_Task details_
Set the data down exactly as it stands, and keep its pictures out.

_Material shown_
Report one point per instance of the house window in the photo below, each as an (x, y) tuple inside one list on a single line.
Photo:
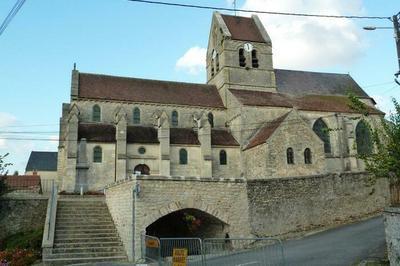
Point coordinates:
[(363, 138), (97, 154), (96, 113), (307, 156), (242, 58), (322, 131), (290, 156), (174, 118), (211, 119), (136, 115), (254, 59), (222, 157), (142, 150), (182, 156)]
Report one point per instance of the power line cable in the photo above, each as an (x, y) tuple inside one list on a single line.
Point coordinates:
[(11, 15), (259, 11)]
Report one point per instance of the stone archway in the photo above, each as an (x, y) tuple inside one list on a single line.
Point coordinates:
[(188, 222), (142, 168)]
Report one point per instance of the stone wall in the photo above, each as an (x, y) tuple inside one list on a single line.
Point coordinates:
[(120, 204), (224, 199), (392, 232), (185, 113), (21, 214), (279, 206)]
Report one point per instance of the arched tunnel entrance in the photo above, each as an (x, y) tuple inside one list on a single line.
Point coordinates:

_Output_
Report one point per instance of the house window in the photo below, each as an (x, y) tuple inside one list on a single line.
Photo:
Point coordinates:
[(363, 138), (97, 154), (96, 113), (307, 156), (242, 58), (322, 131), (290, 156), (174, 118), (211, 119), (136, 115), (254, 59), (222, 157), (142, 150), (182, 156)]
Report one point per instance of the power line cable in the photo above, each as an (x, y) tuple inside one list on a single line.
Point coordinates:
[(11, 15), (259, 11)]
Report one point per instance of the stone archway in the photo above, each as an (x, y) tuple inside one list on a single line.
Point coordinates:
[(188, 222), (142, 168)]
Report one point per instance of the stone wall in the photo above, each as an (x, y) tuple inside one list on a single line.
Point coordinates:
[(120, 204), (224, 199), (392, 232), (185, 113), (21, 214), (279, 206)]
Report one point per instance of the arched tunnel entrance in the photo above, each as an (x, y) tuple inside one list on a single line.
Point coordinates:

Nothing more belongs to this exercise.